▸ Stated goal 1:
List every newspaper that the India debate report mentions by name.

MINISTER CRITICISED
SPEECH BY SECRETARY FOR INDIA “NOT QUITE SATISFACTORY” LONDON, Friday. There is general feeling of relief that the Indian debate is over. As a member of the Simon Commission remarked, it was unfortunate that Parliament had been obliged to discuss India at all at present. Mr. Wedgwood Berm’s speech is not considered to have been quite satisfactory from one holding such a high office. Several of the newspapers say it should have been weightier, steadier and more frank. The Conservative newspapers, which in the past few days have manifested anxiety to protect Mr. Baldwin from attacks respecting his attitude, naturally devote their editorial articles this morning to that aspect of the question. They thoroughly commend his action throughout. The “Daily Telegraph” expresses the opinion that Mr. Benn mismanaged a delicate business. The “Morning Post” complains that the House of Lords was told one thing and the House of Commons another. It remarks: “We have the Government speaking in two contradictory voices. We have the national congress offering an interpretation which the Secretary of State for India will neither affirm nor repudiate. We have confusion, and we can only hope against hope that we shall not have in the future a surrender.” The “Daily Chronicle” says it is not enough to say that Lord Irwin’s statement meant what it said. The fact is that Indians interpreted it as meaning that full Dominion status is to be granted forthwith. Mr. Lloyd George asked for a definite statement to the effect that such an interpretation was inaccurate. Mr. Benn ought to have replied frankly to that effect.

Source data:
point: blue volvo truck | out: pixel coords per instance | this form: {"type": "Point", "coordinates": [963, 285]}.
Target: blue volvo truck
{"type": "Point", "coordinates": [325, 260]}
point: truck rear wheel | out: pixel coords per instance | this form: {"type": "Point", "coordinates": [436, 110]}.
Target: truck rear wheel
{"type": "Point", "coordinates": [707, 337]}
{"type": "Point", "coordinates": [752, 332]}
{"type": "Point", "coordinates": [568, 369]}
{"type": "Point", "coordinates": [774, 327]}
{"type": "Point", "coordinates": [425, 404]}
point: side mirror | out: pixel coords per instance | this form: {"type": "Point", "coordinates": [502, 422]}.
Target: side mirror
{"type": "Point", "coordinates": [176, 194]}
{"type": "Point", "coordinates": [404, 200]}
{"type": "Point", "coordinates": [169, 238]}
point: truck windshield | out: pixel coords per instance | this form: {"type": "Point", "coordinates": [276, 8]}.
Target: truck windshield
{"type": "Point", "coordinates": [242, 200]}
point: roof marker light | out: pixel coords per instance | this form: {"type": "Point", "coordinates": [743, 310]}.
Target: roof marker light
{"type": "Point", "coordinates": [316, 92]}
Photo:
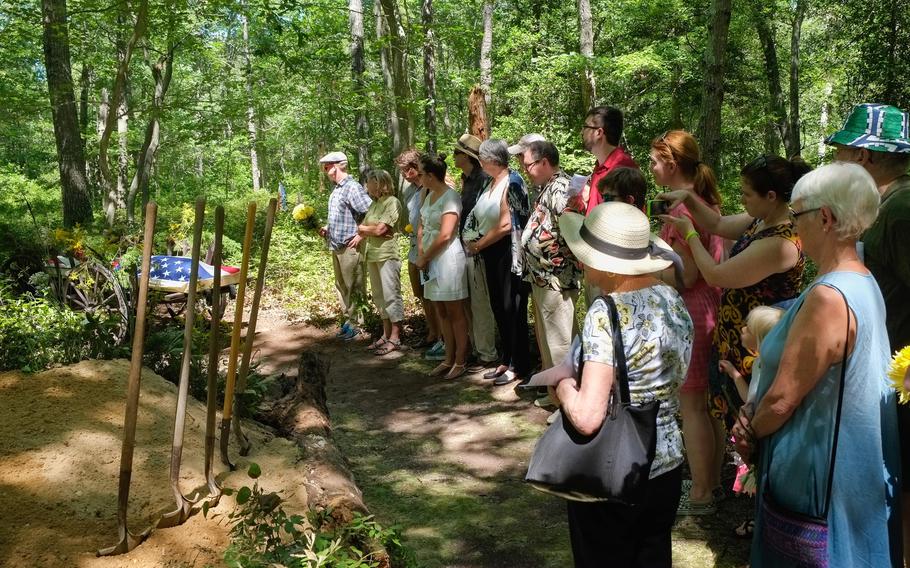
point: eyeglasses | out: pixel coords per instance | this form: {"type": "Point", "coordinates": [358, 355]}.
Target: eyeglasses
{"type": "Point", "coordinates": [794, 215]}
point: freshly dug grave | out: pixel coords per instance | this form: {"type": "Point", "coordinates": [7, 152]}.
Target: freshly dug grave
{"type": "Point", "coordinates": [60, 442]}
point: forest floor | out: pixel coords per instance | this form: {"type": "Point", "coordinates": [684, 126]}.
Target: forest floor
{"type": "Point", "coordinates": [444, 460]}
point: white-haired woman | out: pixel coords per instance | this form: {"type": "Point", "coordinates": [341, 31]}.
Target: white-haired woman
{"type": "Point", "coordinates": [796, 416]}
{"type": "Point", "coordinates": [383, 263]}
{"type": "Point", "coordinates": [492, 220]}
{"type": "Point", "coordinates": [623, 259]}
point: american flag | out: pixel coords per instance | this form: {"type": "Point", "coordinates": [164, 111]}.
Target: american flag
{"type": "Point", "coordinates": [172, 274]}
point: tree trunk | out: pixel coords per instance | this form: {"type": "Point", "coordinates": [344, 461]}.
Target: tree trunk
{"type": "Point", "coordinates": [77, 208]}
{"type": "Point", "coordinates": [823, 118]}
{"type": "Point", "coordinates": [429, 73]}
{"type": "Point", "coordinates": [793, 142]}
{"type": "Point", "coordinates": [477, 113]}
{"type": "Point", "coordinates": [161, 73]}
{"type": "Point", "coordinates": [586, 44]}
{"type": "Point", "coordinates": [486, 49]}
{"type": "Point", "coordinates": [763, 20]}
{"type": "Point", "coordinates": [396, 75]}
{"type": "Point", "coordinates": [251, 125]}
{"type": "Point", "coordinates": [362, 126]}
{"type": "Point", "coordinates": [117, 93]}
{"type": "Point", "coordinates": [713, 86]}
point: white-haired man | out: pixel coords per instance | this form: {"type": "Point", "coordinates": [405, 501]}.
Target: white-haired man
{"type": "Point", "coordinates": [877, 137]}
{"type": "Point", "coordinates": [347, 205]}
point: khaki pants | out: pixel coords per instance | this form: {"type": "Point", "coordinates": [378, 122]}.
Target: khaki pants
{"type": "Point", "coordinates": [591, 294]}
{"type": "Point", "coordinates": [385, 285]}
{"type": "Point", "coordinates": [554, 318]}
{"type": "Point", "coordinates": [348, 265]}
{"type": "Point", "coordinates": [482, 326]}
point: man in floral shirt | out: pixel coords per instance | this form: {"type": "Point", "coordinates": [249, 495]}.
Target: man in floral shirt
{"type": "Point", "coordinates": [550, 266]}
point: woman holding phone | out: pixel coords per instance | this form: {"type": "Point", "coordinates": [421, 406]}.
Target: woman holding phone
{"type": "Point", "coordinates": [765, 268]}
{"type": "Point", "coordinates": [676, 164]}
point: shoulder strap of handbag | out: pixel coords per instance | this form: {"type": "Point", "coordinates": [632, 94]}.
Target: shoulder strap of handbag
{"type": "Point", "coordinates": [621, 371]}
{"type": "Point", "coordinates": [837, 415]}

▸ Stated goal 2:
Identify each line in the rows that contains the string "trunk", and copy those lines. Case counts.

▸ Task result 1:
The "Daily Telegraph," the "Morning Post," and the "Daily Chronicle."

▸ Task result 2:
point: tree trunk | out: pixel coords per instance | this form: {"type": "Point", "coordinates": [344, 461]}.
Target: tree trunk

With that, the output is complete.